→ **Lines of data**:
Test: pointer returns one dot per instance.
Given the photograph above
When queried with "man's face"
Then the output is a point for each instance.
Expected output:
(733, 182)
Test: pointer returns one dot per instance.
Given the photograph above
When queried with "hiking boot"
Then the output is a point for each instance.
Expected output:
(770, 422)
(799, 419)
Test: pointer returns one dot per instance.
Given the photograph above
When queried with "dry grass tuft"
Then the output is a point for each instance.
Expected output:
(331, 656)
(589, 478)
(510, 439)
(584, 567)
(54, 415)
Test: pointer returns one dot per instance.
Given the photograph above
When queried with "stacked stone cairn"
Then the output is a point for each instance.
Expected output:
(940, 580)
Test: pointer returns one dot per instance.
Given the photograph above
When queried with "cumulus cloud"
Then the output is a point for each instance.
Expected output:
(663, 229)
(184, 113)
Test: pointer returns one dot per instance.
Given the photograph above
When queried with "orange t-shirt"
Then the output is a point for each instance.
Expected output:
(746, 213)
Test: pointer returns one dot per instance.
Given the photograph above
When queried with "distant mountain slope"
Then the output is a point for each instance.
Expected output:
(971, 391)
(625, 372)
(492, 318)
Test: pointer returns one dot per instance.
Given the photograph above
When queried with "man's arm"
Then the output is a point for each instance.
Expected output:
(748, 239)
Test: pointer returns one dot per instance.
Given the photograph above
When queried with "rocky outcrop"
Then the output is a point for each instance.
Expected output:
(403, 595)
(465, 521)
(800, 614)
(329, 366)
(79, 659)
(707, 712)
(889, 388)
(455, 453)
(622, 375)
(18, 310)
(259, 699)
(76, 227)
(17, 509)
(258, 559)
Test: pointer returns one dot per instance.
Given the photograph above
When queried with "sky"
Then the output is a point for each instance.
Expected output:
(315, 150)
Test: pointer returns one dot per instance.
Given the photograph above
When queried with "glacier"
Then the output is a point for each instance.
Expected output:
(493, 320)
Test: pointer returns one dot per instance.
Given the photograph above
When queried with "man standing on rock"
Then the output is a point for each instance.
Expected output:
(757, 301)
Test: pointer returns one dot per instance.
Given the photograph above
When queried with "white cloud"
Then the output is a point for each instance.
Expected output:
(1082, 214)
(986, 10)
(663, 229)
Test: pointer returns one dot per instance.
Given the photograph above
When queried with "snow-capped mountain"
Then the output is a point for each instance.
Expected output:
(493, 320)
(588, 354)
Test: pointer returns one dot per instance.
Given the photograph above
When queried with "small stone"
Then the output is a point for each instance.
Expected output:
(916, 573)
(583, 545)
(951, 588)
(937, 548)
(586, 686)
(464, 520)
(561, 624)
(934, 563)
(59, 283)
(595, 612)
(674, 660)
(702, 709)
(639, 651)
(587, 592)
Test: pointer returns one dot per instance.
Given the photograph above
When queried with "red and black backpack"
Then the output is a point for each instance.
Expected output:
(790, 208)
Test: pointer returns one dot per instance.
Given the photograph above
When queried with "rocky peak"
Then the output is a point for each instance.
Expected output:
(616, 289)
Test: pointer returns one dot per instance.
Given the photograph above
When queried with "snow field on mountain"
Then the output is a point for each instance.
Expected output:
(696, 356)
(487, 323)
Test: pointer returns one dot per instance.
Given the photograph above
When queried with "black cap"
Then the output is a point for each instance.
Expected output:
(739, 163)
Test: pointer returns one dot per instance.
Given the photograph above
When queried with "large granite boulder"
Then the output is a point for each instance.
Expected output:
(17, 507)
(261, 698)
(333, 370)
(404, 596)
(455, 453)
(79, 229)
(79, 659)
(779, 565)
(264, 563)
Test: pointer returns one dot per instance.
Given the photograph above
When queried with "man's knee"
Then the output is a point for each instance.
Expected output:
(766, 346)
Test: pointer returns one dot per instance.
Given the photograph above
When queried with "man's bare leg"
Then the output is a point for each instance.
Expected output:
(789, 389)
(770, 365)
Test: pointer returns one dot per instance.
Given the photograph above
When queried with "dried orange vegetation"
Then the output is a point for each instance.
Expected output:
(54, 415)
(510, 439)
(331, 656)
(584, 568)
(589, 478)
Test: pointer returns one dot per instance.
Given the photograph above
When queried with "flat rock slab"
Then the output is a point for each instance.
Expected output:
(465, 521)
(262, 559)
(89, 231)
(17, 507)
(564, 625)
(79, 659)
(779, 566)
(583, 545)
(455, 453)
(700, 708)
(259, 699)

---

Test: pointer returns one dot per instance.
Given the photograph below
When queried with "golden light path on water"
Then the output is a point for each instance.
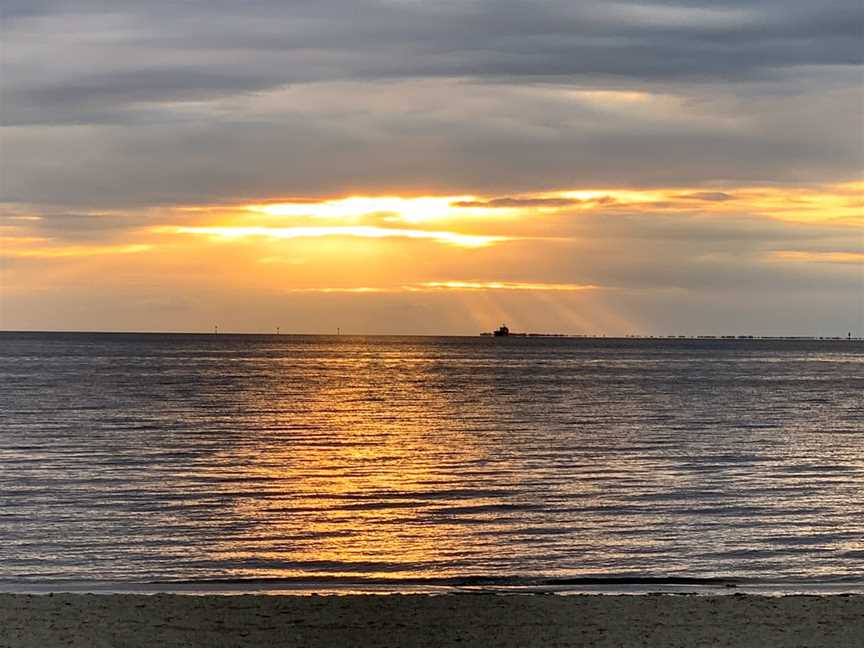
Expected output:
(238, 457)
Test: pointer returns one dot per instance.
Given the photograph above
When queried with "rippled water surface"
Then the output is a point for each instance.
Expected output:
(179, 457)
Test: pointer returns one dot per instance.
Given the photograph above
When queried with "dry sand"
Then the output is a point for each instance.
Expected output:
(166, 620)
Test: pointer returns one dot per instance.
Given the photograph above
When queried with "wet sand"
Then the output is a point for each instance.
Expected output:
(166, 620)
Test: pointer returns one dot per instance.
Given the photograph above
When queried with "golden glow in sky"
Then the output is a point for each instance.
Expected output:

→ **WHAT IS BEING ASKED**: Extract every line from the lines of data above that contains the string "orange", matching case exactly.

→ **RESPONSE TO THE TASK**:
When queried with "orange t-shirt"
When queried with "dried orange vegetation"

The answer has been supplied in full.